### Exercise details
Output the records that follow exactly as they are written.

### The data
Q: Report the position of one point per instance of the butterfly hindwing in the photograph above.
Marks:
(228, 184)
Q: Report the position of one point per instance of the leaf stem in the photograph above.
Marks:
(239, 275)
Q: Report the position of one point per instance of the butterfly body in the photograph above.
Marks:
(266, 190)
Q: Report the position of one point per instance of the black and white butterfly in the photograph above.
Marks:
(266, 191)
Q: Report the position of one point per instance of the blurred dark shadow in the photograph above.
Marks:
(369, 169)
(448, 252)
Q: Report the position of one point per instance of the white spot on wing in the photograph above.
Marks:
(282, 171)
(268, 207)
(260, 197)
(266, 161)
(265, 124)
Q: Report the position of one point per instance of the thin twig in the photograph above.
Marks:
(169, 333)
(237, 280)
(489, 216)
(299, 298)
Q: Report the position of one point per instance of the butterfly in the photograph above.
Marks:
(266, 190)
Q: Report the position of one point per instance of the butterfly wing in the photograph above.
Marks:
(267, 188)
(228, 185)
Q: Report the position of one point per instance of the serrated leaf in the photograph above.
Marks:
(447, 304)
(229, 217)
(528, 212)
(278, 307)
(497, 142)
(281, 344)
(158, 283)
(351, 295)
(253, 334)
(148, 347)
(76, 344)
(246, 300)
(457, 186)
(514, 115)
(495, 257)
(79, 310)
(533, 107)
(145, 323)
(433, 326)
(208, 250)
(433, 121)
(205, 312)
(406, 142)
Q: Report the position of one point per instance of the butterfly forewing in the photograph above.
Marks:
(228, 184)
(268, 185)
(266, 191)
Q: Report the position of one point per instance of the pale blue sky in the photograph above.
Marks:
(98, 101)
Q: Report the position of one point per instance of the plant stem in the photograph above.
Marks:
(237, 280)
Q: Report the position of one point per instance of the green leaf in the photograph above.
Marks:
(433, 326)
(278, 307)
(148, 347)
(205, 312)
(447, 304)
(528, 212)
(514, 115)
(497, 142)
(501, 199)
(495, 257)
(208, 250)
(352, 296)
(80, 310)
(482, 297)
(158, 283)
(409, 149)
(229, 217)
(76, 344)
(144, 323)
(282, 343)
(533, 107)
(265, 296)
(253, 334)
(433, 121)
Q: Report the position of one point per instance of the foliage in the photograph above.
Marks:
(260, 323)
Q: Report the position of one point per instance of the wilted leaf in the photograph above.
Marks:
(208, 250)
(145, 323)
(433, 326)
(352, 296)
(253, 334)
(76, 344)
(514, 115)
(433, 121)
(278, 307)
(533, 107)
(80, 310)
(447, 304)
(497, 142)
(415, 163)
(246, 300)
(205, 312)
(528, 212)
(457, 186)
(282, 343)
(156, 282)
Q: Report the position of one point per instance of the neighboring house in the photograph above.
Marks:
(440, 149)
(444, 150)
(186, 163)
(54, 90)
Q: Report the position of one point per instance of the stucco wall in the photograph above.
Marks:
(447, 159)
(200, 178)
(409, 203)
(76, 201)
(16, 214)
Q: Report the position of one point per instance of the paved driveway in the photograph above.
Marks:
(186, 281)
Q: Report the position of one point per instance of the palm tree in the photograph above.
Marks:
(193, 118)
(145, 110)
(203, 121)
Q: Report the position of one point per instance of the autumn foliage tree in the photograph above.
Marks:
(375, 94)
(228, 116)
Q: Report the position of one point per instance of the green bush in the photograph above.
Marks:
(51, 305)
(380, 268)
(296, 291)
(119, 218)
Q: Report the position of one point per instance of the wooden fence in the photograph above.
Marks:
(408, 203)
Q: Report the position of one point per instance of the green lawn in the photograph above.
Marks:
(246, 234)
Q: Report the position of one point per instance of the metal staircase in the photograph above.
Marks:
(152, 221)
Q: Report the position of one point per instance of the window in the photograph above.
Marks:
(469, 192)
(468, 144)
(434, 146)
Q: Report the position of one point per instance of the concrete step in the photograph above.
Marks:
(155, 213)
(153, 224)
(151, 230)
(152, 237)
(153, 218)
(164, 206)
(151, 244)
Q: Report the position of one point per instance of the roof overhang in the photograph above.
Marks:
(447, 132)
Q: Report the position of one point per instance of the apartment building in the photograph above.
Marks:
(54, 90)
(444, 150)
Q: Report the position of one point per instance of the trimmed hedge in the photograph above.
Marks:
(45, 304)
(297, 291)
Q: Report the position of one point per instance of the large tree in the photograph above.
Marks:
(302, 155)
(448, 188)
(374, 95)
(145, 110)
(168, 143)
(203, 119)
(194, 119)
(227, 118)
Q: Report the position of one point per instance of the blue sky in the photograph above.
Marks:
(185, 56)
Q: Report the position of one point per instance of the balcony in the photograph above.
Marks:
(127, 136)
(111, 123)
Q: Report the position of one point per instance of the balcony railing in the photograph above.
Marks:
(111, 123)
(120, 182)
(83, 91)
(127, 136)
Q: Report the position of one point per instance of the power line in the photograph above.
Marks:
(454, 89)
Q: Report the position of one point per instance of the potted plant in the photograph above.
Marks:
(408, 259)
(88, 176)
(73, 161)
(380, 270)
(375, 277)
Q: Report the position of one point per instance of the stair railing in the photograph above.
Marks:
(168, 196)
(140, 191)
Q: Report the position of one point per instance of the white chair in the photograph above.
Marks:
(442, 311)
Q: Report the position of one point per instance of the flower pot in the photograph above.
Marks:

### Written response
Q: Report the position of one point per instance of the butterfly hindwing in the photograph above.
Marks:
(228, 184)
Q: Report the position of one point per instance of the leaf stem in the photograph above.
Marks:
(239, 275)
Q: Report the position of one point per instance of the butterfly body in the photograph above.
Marks:
(266, 190)
Q: Report the position of one point per instance of the black and white butterfly in the photograph above.
Marks:
(266, 191)
Q: Report the position of one point per instance of the blurred dark shadow in the photograph above.
Marks:
(369, 169)
(448, 252)
Q: Report the position of one point per instance of the white spot on wing in the photograph above.
Marks:
(282, 171)
(268, 207)
(260, 197)
(266, 161)
(265, 124)
Q: Report the position of one point per instance of the thin twig in the photograph above.
Marks:
(169, 333)
(237, 280)
(489, 216)
(299, 298)
Q: Report the position of one point per instance of the butterfly in the photograph above.
Marks:
(266, 190)
Q: Report the position of one point per instance of the butterfly wing in the photograph above.
Marks:
(267, 188)
(228, 185)
Q: Report the position of one point per instance of the serrated leaf in the photograph above.
Marks:
(447, 304)
(229, 217)
(528, 212)
(278, 307)
(497, 142)
(281, 344)
(158, 283)
(351, 295)
(253, 334)
(148, 347)
(76, 344)
(246, 300)
(457, 186)
(514, 115)
(495, 257)
(79, 310)
(533, 107)
(145, 323)
(433, 326)
(208, 250)
(433, 121)
(205, 312)
(406, 142)
Q: Report the position of one point per instance of the butterfly forewing in the photograph above.
Marks:
(228, 184)
(268, 185)
(266, 191)
Q: Report the position of one point per instance of the pale blue sky in the photograph above.
Marks:
(98, 101)
Q: Report the position of one point per instance of the plant stem in the photograph above.
Marks:
(237, 280)
Q: Report the position of one point per instance of the green leaf in the photograph above.
Marks:
(433, 326)
(278, 307)
(148, 347)
(205, 312)
(447, 304)
(528, 212)
(514, 115)
(497, 142)
(501, 199)
(495, 257)
(208, 250)
(352, 296)
(80, 310)
(482, 297)
(158, 283)
(409, 149)
(229, 217)
(76, 344)
(144, 323)
(282, 343)
(533, 107)
(265, 296)
(253, 334)
(433, 121)
Q: Report the position of one point per instance of the foliage in the photograph above.
Marks:
(260, 323)
Q: Report the position of one point per instance of the wilted leaf in the photograph above.
Marks:
(208, 250)
(145, 323)
(433, 326)
(352, 296)
(253, 334)
(76, 344)
(514, 115)
(433, 121)
(278, 307)
(533, 107)
(80, 310)
(447, 304)
(497, 142)
(415, 163)
(246, 300)
(205, 312)
(528, 212)
(457, 186)
(282, 343)
(156, 282)
Q: Report the position of one point per instance of the neighboring house in the photograph above.
Marks:
(440, 149)
(444, 150)
(186, 163)
(54, 90)
Q: Report the position of one point per instance of the stucco wall in the photograph above.
Marks:
(447, 159)
(200, 178)
(409, 203)
(76, 201)
(16, 214)
Q: Report the position of one point per instance of the paved driveway in the photograph above.
Marks:
(186, 281)
Q: Report the position of one point per instance of the palm tree in the photograph above.
Marks:
(193, 118)
(145, 110)
(203, 121)
Q: Report the position of one point per instance of the autumn foliage tree in the photograph above.
Marks:
(375, 94)
(228, 116)
Q: Report the position of one point per instance of the green bush in the photograph above.
Marks:
(51, 305)
(380, 268)
(296, 291)
(119, 218)
Q: Report the position of one point per instance of the wooden fence in the photograph above.
Marks:
(408, 203)
Q: Report the position of one point per instance of the green lawn in the photograph above.
Marks:
(246, 234)
Q: Report the position of one point per instance of the metal staircase in the photograph above.
Marks:
(152, 221)
Q: Report the position of one point per instance of the window in the photograph above.
Marks:
(469, 192)
(468, 144)
(434, 146)
Q: Report the position of one point per instance of the concrete step in the photograph above.
Marks:
(155, 213)
(153, 224)
(151, 230)
(152, 237)
(153, 218)
(164, 206)
(151, 244)
Q: Report the position of one point per instance of the roof overhang in the photograph above.
Marks:
(447, 132)
Q: Report the position of one point per instance of the apartment building in the photograph above.
Marks:
(54, 90)
(444, 150)
Q: Report the position of one point per instance of the trimmed hedge in the photograph above.
Marks:
(45, 304)
(297, 291)
Q: Report the position of one point per instance of the large tree in the photograph above.
Marks:
(302, 155)
(448, 188)
(374, 95)
(145, 110)
(168, 143)
(203, 119)
(194, 119)
(227, 118)
Q: Report the position of one point per instance of the blue sky in the photograph above.
Marks:
(185, 56)
Q: Report the position of one point per instance of the balcony in the photograph above.
Marks:
(127, 136)
(111, 123)
Q: Report the position of one point per instance of the balcony railing in the photograph above.
Marks:
(111, 123)
(120, 182)
(83, 91)
(127, 136)
Q: Report the position of one point per instance of the power line in the photograph above.
Marks:
(454, 89)
Q: Report the position of one point per instance of the potted plant in the photograph above.
Marks:
(408, 259)
(88, 176)
(73, 161)
(380, 270)
(375, 277)
Q: Report the position of one point per instance of the stair railing in the photograph above.
Marks:
(168, 196)
(140, 191)
Q: Report the position of one point per instance of the white chair in the photograph above.
Marks:
(442, 311)
Q: Report the position of one point per instance of the flower pot in the photograph above.
Marks:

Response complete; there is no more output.